• [Stated goal 1]: Locate every line in the records below that contains the string "long", with case counting, and copy each of those lines.

• [Source excerpt]:
_ _ _ _

Just before 6:30 he woke up. When I went in he said something like, “Why did you get up so early?” He then fell back to sleep with his head towards the other end of the bed. I then woke him up at 8:05. He played Minecraft with Carly in Lonely Lands. He found a new spot he likes at 1785, 88, -610.

I got him oatmeal, then we got going as we had Shani at 9:15. He was explaining “That’s how I organize my Dewey decimal system.”

He was getting a cookie on the way, but decided he was going to savor it to make Shani jealous of the cookie, but then we agreed to surprise her with cookies. He didn’t eat his cookie at all until we got to Shani’s. I then had him giver her the bag of four cookies we brought. He went through the list, asking if anyone in her family was allergic to chocolate or gluten or milk. They had a great session. They started over at the table, doing a picture thing where you decorate it with these small sticker things, exercising the fingers. He had fun with that. Then she got him to try the stretchy swing again. Third or fourth time’s a charm, as he was able to stand in it and do some bouncing. He was very excited about accomplishing that. They went back to the table and did writing, and he did a lot of As, Bs, Cs, and Ds. It was funny because his best of each letter ended up being in the same column in the middle of the page. Finally, he played with putty, getting the beads out of it.

We headed home. He started playing music on the synthesizer and I went up to work. She cut his nails and hair. Lots of bribing involved with candy and a show, I think. I came down for lunch. He had me do a video of him showing his lagging equations. I asked him, “How do you keep coming up with these things?” “Experience. Or XP.”

Carly took August out. They went to Ilanot, the tree place and walked around there. August remembered it as the place where you can scan the QR codes on the tree signs. He did a lot of walking, although at one point he said there was a lack of seating. Carly looked around and counted nine benches. It was very green there, which reminded me that I had once talked to him about going to see it every few months to see how the trees change.

They got home at 3:30. He turned the water on full blast to show her how you can make a rainbow (which he’d done with Eve). Inside I picked him up and we were listening to the “Fascist groove thing” song. August said, “I’d rather play a Brother and Sister game” which is a joke on the line in the song: “Brothers, sisters, we don’t need no fascist groove thing…” He was then on the black chair and and had his shoes/feet dancing to the music.

_ _ _ _

• [Supplied data]:
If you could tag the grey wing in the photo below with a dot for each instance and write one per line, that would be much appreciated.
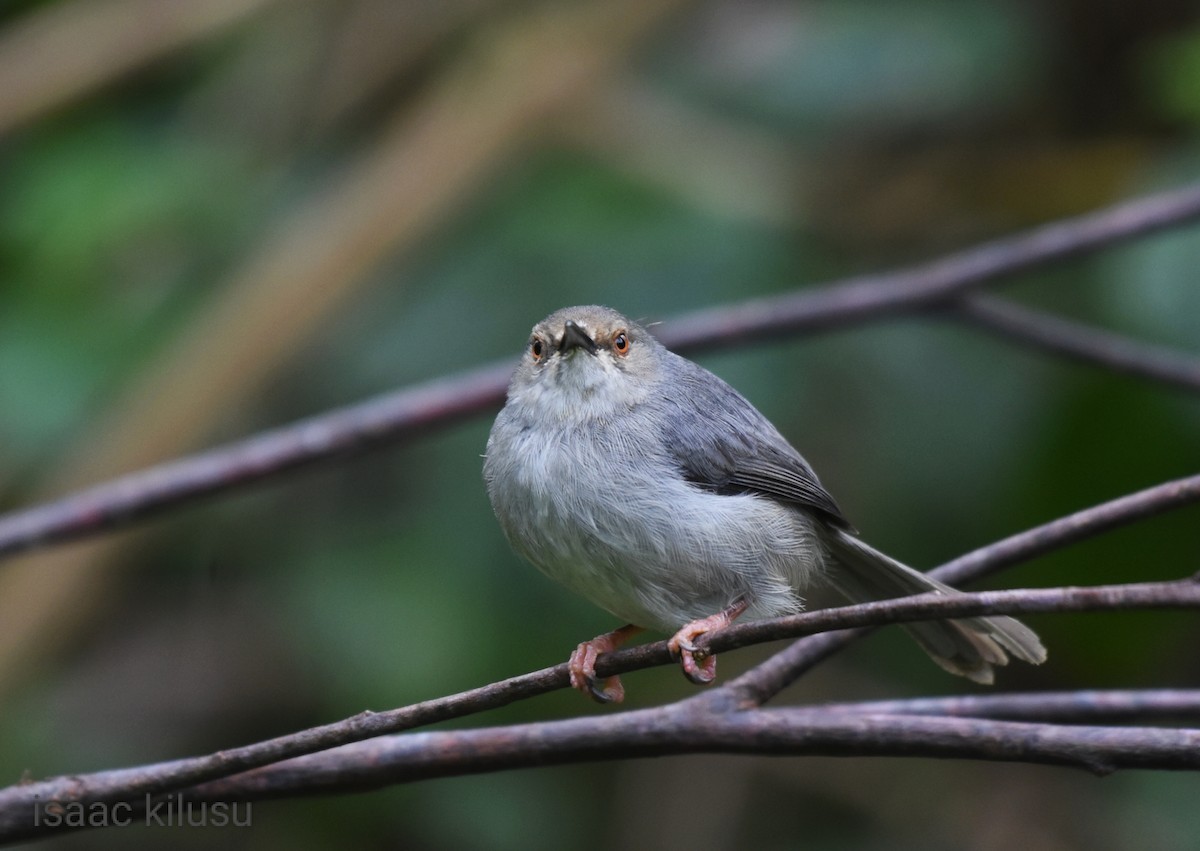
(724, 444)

_ _ _ _

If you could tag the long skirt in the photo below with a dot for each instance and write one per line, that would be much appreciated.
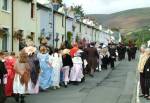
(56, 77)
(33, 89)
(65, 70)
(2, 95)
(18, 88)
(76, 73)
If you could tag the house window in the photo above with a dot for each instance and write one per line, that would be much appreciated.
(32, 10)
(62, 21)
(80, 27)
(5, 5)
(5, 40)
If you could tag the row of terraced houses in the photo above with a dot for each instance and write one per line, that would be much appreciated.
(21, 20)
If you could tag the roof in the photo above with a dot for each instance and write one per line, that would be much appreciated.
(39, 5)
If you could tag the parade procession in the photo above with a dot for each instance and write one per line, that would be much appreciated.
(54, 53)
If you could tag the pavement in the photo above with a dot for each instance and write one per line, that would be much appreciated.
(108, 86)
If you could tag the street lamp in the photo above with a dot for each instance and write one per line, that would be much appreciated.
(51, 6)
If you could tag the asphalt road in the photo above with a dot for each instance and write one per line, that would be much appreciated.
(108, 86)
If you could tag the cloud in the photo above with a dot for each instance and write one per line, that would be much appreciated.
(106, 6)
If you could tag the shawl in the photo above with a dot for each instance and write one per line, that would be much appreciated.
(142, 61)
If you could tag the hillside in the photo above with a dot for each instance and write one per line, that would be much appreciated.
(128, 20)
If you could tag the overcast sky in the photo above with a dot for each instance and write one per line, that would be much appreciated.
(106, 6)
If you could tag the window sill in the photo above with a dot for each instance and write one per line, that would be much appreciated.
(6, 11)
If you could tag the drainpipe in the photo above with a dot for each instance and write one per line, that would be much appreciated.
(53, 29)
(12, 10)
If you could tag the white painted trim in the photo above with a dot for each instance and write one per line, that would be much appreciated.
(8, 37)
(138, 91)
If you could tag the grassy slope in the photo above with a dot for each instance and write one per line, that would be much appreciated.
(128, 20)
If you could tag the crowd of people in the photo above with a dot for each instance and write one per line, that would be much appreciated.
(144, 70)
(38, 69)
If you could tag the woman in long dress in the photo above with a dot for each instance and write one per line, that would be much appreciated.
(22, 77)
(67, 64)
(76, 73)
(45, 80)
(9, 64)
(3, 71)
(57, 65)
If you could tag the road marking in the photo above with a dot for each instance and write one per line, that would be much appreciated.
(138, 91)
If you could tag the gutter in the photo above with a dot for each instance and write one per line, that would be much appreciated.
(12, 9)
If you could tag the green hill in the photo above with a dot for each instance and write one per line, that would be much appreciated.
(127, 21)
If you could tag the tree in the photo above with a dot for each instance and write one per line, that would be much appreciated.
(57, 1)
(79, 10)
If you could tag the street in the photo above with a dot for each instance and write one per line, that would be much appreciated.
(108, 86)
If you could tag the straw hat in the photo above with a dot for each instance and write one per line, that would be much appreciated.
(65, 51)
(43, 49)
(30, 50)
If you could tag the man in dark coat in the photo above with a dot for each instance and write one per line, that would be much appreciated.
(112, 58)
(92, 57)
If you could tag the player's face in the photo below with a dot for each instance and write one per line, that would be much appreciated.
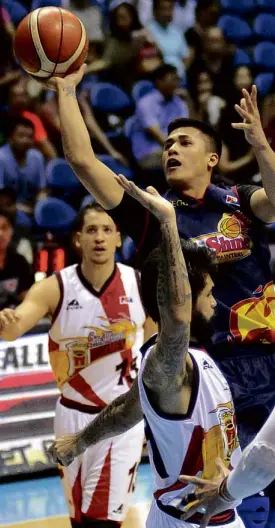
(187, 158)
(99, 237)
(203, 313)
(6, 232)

_ _ _ _

• [Stated goal 2]: Using the excerpt about August's day above, decide whether each statement agrees with it, and answer yes or no with the deciding words quoted exactly: (a) Carly counted nine benches at Ilanot. (b) The cookie was eaten before arriving at Shani's. (c) The stretchy swing was tried for the first time in this session.

• [Task response 1]:
If you could tag the long skirt in the photo below with a dot for each instance and write one per line, that would be much appreciated.
If you could tag the woman in long dress in the photo above with a dot for each instance and write one per line, that would be much appreciated.

• [Task response 2]:
(a) Yes: "Carly looked around and counted nine benches."
(b) No: "He didn’t eat his cookie at all until we got to Shani’s."
(c) No: "Then she got him to try the stretchy swing again."